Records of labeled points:
☆ ☆ ☆
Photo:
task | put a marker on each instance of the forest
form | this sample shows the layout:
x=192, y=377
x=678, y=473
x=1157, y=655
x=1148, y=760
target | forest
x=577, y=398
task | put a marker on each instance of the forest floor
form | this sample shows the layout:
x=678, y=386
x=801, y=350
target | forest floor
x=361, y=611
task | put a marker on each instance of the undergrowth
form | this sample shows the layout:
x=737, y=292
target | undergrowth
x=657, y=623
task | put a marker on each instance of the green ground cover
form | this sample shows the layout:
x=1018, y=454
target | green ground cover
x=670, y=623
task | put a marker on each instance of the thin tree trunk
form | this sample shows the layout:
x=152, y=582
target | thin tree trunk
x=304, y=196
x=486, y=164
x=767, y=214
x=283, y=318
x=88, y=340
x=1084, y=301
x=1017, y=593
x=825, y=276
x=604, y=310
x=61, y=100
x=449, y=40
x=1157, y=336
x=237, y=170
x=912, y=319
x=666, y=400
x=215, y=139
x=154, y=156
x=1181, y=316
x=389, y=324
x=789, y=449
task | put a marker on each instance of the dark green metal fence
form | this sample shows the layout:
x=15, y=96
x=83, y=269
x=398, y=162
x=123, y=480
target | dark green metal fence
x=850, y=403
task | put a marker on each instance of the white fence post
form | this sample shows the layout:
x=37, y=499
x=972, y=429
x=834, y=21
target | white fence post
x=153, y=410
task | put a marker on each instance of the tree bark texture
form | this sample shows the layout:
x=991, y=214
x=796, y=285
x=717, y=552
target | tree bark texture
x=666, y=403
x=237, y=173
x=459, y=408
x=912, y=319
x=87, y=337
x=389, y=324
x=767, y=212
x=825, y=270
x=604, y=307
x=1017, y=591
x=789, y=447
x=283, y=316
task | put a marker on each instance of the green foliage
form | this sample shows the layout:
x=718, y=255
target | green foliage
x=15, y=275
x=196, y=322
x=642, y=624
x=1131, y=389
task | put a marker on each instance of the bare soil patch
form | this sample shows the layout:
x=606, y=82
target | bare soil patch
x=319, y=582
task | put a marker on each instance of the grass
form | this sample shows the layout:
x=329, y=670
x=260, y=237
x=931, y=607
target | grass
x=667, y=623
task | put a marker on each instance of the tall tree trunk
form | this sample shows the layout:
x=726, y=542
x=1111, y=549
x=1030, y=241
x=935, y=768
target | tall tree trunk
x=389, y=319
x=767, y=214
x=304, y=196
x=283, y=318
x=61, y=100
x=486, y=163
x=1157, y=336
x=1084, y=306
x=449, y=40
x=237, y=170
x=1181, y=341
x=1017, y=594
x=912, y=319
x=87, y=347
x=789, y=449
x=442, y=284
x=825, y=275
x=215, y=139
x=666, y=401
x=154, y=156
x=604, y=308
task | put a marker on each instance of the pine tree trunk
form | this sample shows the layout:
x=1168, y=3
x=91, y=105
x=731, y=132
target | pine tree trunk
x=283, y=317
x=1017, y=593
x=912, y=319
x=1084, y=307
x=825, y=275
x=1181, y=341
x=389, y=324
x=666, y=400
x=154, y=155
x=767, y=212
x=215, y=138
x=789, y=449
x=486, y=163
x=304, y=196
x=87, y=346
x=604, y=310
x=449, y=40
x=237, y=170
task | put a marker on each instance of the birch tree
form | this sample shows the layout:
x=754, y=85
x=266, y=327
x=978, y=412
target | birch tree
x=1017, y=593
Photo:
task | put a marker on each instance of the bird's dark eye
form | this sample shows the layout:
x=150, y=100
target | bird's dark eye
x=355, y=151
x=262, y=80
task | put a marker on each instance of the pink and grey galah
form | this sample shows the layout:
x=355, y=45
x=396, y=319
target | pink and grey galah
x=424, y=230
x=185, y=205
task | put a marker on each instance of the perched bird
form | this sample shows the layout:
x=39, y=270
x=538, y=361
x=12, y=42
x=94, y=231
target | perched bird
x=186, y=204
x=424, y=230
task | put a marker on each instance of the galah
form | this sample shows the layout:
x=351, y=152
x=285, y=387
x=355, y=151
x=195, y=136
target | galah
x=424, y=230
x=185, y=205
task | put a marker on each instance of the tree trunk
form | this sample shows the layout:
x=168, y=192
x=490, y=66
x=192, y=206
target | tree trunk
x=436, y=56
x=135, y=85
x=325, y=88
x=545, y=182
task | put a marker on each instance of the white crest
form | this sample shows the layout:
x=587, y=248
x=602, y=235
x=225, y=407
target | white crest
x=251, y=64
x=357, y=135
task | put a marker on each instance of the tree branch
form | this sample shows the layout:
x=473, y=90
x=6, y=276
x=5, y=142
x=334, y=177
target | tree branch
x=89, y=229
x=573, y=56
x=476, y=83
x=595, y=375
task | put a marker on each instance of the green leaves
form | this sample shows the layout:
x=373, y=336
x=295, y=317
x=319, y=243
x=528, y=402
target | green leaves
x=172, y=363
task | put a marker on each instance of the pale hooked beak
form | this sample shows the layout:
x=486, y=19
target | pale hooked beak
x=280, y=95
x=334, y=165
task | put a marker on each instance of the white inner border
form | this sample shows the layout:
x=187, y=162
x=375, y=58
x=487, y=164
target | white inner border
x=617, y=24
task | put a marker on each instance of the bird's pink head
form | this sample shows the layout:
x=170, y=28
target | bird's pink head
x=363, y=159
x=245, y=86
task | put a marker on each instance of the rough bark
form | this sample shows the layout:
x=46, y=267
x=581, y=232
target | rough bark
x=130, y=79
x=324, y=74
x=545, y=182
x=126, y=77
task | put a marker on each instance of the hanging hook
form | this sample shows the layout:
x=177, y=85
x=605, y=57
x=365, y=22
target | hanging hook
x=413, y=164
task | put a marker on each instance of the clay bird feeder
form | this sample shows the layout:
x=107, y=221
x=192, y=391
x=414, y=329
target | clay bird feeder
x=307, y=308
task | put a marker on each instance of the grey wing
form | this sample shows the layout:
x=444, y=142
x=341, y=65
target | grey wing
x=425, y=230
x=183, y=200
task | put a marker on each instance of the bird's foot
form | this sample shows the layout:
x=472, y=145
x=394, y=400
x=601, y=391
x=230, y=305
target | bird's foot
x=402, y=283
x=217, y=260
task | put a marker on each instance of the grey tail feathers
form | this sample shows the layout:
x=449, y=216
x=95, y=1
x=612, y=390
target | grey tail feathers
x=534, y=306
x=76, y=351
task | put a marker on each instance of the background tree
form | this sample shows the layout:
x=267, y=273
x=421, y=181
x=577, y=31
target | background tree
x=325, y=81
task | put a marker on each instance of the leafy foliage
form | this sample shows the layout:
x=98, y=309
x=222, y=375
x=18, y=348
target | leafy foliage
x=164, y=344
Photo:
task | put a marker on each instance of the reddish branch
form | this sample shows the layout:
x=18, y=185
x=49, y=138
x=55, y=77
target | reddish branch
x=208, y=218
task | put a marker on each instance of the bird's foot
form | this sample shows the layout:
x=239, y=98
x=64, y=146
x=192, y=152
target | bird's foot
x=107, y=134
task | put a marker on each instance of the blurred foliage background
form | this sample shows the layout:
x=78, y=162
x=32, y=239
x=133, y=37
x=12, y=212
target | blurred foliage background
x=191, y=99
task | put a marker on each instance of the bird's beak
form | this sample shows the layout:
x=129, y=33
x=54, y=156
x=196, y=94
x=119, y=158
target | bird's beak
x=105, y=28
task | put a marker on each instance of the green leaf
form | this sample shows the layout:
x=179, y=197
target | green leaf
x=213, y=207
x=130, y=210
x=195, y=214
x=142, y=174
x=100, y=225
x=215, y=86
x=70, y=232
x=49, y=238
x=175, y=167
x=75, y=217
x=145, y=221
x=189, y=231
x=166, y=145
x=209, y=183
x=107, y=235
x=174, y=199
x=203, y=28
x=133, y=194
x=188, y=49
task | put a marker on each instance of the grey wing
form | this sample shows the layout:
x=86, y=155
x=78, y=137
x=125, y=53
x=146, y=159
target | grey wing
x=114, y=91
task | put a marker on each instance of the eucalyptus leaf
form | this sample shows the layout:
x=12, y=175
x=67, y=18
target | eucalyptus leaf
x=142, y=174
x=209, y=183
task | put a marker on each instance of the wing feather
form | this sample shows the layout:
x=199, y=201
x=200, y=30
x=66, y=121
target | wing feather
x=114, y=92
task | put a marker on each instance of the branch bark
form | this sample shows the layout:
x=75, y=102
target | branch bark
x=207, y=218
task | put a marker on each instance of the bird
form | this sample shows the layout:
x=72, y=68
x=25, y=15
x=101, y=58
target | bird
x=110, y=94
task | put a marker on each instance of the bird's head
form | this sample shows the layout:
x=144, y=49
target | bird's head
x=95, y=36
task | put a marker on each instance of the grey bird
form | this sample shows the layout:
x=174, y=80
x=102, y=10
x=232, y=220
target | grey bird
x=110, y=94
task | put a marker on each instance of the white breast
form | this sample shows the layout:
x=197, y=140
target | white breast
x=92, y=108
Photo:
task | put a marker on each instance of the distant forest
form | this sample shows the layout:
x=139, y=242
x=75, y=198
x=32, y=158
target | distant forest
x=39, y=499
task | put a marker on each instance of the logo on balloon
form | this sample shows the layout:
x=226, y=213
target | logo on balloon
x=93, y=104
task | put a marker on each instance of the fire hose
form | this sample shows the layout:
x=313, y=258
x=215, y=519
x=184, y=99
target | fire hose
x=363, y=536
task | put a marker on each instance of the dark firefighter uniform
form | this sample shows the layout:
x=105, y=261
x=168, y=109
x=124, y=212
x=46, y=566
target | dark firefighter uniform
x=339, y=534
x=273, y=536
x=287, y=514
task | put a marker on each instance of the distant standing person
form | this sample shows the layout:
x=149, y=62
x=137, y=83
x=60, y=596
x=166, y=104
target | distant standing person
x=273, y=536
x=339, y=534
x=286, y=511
☆ ☆ ☆
Copy out the lines above word for word, starting with the line containing "task | put a marker on each instance of the branch" and continuing through the line containing "x=92, y=108", both included.

task | put a marker on each instance of the branch bark
form | this sample shows the layout:
x=75, y=102
target | branch bark
x=207, y=218
task | put a marker on each instance of the bird
form | this sample shows the layout:
x=72, y=68
x=25, y=15
x=101, y=58
target | bird
x=110, y=94
task | put a marker on each instance of the bird's head
form | this sample shows the layout:
x=144, y=49
target | bird's head
x=95, y=36
task | put a marker on each instance of the grey bird
form | this sample shows the layout:
x=174, y=80
x=102, y=10
x=232, y=220
target | grey bird
x=110, y=94
task | put a marker on each instance of the white breast
form | this sample shows the layout:
x=197, y=140
target | white breast
x=92, y=108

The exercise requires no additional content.